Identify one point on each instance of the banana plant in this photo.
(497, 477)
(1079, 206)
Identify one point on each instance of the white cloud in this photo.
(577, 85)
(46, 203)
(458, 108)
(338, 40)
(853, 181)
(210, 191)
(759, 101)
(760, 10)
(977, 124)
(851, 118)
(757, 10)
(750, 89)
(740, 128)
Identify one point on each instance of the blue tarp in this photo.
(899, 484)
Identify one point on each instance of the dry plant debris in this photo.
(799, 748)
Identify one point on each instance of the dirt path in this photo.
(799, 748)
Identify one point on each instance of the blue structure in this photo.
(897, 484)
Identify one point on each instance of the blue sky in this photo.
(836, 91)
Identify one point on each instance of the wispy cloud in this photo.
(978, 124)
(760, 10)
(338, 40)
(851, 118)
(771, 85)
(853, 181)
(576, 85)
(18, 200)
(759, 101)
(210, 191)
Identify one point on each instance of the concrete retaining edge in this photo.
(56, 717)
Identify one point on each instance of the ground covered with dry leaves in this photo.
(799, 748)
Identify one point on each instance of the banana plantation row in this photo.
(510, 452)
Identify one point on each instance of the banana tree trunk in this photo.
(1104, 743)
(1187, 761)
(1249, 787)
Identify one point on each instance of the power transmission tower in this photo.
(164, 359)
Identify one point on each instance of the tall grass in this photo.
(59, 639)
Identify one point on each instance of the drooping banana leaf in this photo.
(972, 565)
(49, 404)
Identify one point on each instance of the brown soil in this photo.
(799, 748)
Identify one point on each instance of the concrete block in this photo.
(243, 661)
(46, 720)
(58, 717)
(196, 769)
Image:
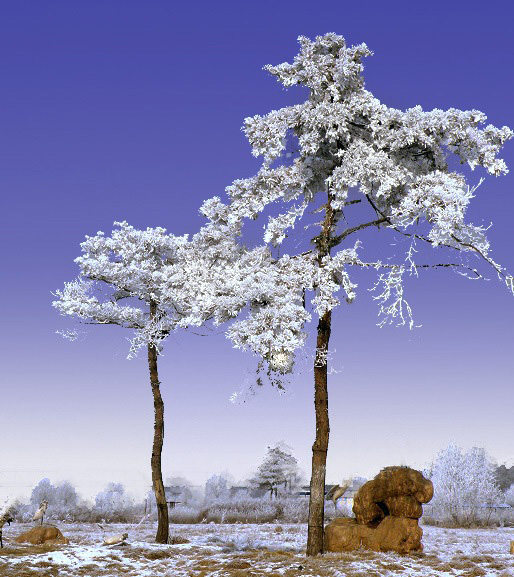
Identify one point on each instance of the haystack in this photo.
(49, 535)
(386, 510)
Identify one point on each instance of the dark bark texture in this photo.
(158, 439)
(315, 531)
(320, 446)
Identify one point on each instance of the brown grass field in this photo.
(242, 550)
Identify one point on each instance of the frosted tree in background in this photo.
(216, 488)
(278, 471)
(361, 165)
(463, 482)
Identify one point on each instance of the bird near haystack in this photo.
(116, 539)
(337, 491)
(40, 513)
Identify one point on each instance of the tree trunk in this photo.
(320, 446)
(158, 485)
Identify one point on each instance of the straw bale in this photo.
(371, 501)
(39, 535)
(404, 506)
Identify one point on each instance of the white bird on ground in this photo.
(116, 539)
(5, 518)
(40, 513)
(338, 491)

(What you need to do):
Please write out every record above word for word, leaving out the pictures.

(Expected answer):
Identify one point on each instance of the banana plant in this photo.
(497, 477)
(1079, 206)
Identify one point on each instance of the white cloud in this photo.
(577, 85)
(46, 203)
(458, 108)
(338, 40)
(853, 181)
(210, 191)
(759, 101)
(760, 10)
(977, 124)
(851, 118)
(757, 10)
(750, 89)
(740, 128)
Identify one point on each instance of the blue tarp in this photo.
(899, 484)
Identify one point on each instance of the dry plant debris in this photo.
(799, 748)
Identify one point on each instance of the dirt path in this photo.
(799, 748)
Identify one point on each instance of the blue structure in this photo.
(897, 484)
Identify one point on each instance of the blue sky in this photo.
(836, 91)
Identify one point on each instance of the wispy cloud in this photo.
(978, 124)
(760, 10)
(338, 40)
(851, 118)
(771, 85)
(853, 181)
(576, 85)
(18, 200)
(759, 101)
(210, 191)
Identify one point on each instance of the concrete retaining edge in this photo.
(56, 717)
Identify one point on each instance of the ground covered with dry leaves in this photo.
(799, 748)
Identify one point on each instance of the banana plantation row in this photo.
(510, 452)
Identify one point on each instance of the banana tree trunk in this photo.
(1104, 743)
(1187, 761)
(1249, 787)
Identify one point on each instance of the power transmission tower in this photo.
(164, 359)
Identify one point on each instance of the tall grass in this photo.
(59, 639)
Identify one point on each instance of the drooping banana leaf in this photo.
(972, 565)
(49, 404)
Identify one point on each instance of the brown soil in this photo.
(799, 748)
Identify one point on each instance of the concrete block in this photo.
(243, 661)
(46, 720)
(58, 717)
(196, 769)
Image:
Identify one point on each instance of the haystack in this photo.
(49, 535)
(386, 510)
Identify one point on each instance of the dark bark texture in this photo.
(158, 439)
(315, 531)
(320, 446)
Identify one point on each instance of the brown grass field in this photo.
(242, 550)
Identify one point on each instance of the frosted tree in background in this photo.
(216, 488)
(278, 471)
(361, 165)
(463, 482)
Identify one point on each instance of the bird near haystack in this photo.
(116, 539)
(337, 491)
(40, 513)
Identify one point on each instance of the tree trunk in this photo.
(320, 446)
(158, 485)
Identify one point on each instance of the straw bale in this photo.
(371, 501)
(39, 535)
(404, 506)
Identify one point on each instance of the white bird on ground in this photo.
(116, 539)
(5, 518)
(40, 513)
(338, 491)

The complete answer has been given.